# THE PROBLEM
Repeat every row below, swapping "innermost point" for "central point" and leaving everything else unchanged.

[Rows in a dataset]
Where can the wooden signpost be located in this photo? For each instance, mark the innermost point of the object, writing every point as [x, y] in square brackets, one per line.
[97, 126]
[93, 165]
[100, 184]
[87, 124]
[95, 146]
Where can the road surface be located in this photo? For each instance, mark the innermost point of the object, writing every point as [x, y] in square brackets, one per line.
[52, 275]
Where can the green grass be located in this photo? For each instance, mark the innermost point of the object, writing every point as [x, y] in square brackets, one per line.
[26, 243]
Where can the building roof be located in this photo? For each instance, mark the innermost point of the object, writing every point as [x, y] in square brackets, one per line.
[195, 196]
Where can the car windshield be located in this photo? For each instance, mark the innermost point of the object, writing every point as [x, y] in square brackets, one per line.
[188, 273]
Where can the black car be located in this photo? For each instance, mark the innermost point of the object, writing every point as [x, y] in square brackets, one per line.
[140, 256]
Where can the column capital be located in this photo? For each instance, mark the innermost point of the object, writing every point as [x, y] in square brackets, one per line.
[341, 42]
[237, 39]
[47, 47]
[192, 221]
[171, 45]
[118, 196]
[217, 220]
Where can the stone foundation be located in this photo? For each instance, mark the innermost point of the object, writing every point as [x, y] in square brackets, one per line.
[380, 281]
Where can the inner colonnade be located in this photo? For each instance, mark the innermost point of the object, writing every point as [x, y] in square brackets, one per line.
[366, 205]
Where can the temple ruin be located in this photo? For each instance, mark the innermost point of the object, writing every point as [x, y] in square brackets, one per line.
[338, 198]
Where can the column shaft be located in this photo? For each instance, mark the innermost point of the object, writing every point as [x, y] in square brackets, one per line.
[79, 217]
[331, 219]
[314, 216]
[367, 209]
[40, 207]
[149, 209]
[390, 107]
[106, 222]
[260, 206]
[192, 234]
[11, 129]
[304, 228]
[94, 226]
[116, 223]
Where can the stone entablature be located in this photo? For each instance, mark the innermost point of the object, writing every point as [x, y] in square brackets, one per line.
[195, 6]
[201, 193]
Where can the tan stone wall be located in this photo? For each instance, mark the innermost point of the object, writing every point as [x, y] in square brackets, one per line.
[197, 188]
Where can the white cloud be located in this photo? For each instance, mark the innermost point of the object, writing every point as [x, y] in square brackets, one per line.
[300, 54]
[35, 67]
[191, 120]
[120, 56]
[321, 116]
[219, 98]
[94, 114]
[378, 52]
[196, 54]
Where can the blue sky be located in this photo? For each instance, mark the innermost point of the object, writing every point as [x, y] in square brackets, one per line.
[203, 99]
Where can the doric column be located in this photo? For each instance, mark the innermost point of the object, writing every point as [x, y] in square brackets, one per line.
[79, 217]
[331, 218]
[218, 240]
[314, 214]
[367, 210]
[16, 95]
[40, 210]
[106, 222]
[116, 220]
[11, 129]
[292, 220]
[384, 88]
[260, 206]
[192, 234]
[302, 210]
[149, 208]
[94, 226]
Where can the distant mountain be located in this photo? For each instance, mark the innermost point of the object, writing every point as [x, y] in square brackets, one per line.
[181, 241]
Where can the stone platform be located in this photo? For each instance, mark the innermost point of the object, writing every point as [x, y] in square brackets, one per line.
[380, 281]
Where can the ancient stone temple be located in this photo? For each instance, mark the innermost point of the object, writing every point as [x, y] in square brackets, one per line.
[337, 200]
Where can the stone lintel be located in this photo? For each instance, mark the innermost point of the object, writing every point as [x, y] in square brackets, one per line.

# CORRECT ANSWER
Where can the wooden signpost be located in this photo? For each instance, mark the central point of the object, writing every point as [x, y] in square brackets, one per line.
[97, 126]
[93, 165]
[100, 184]
[87, 124]
[95, 146]
Where can the road surface be located in this photo? For each instance, mark the central point of the object, writing every point as [x, y] in square brackets, one per line.
[52, 275]
Where can the green grass be located in this photo? For each instance, mark the central point of the object, writing every point as [x, y] in square brackets, one per line.
[26, 243]
Where can the building roof be located in this photo? For each instance, mark the central point of the object, writing every point as [x, y] in square brackets, one per line.
[195, 196]
Where can the car windshield be located in this photo? For each instance, mark the central point of the object, writing every point as [x, y] in square brackets, one per line.
[188, 273]
Where can the black car be located in this photo? For each instance, mark the central point of the object, writing every point as [x, y] in square brackets, one per line.
[140, 256]
Where can the column capital be located in this photo? For each instance, mark the central point of the object, writing every point as [x, y] in square brackets, one per line.
[341, 42]
[237, 39]
[47, 47]
[192, 221]
[171, 45]
[118, 196]
[217, 220]
Where can the stone foundation be located in this photo? For each instance, mark the central point of the object, writing every point as [x, y] in square brackets, one per line.
[380, 281]
Where can the inner colonnade be located in this photo? For each instance, mark the central point of the object, writing every point as [x, y] in square brackets, one per line.
[366, 205]
Where can the temple ruin be located in this photo? For each instance, mark the central point of the object, writing every point as [x, y] in square brackets, one per line.
[338, 198]
Where can the column shaft be located in this photo? For each instance, mark the central point of the object, writing every point as [x, y] in square brackets, one per line.
[79, 217]
[331, 219]
[314, 216]
[367, 209]
[40, 207]
[149, 209]
[390, 107]
[106, 222]
[260, 206]
[192, 234]
[11, 129]
[304, 228]
[94, 226]
[116, 223]
Where can the stone entablature be located in this photo? For each instance, mark the central point of the object, writing every point as [x, y] in square brackets, one per line.
[195, 6]
[201, 193]
Where can the tan stone wall be located in this photo? For each instance, mark the central point of the object, writing every point as [x, y] in square brackets, one per line.
[197, 188]
Where can the white cloud be located in this photo? For each instance, mark the central point of the object, writing every point as [x, y] in square brackets, one per line.
[300, 54]
[35, 67]
[191, 120]
[120, 56]
[321, 116]
[219, 98]
[94, 114]
[378, 52]
[196, 54]
Where can the blue sky be located in this photo? For each instance, mark the central point of the object, writing every point as [x, y] in square brackets, one per line.
[203, 99]
Where can the doric column be located in this photo? For each instance, mark the central point of the object, writing every point as [x, y] in square brackets, one per line.
[79, 217]
[331, 218]
[218, 240]
[314, 214]
[367, 210]
[16, 95]
[40, 210]
[106, 222]
[116, 220]
[11, 129]
[292, 220]
[384, 88]
[260, 206]
[192, 234]
[302, 210]
[149, 208]
[94, 226]
Where can the distant mountain be located in this photo? For each instance, mark the central point of the object, writing every point as [x, y] in square brackets, one per line.
[181, 241]
Where can the stone platform be located in this photo? For each instance, mark the central point of the object, writing every point as [x, y] in square brackets, one per line.
[380, 281]
Where can the ancient stone temple be located in this photo? For each instance, mark the central point of the object, writing every point as [x, y] in square brackets, one per line.
[337, 200]
Where can the stone lintel be located in this photo? For each instance, mark the central point of the object, writing every point as [x, y] in square brackets, one per line.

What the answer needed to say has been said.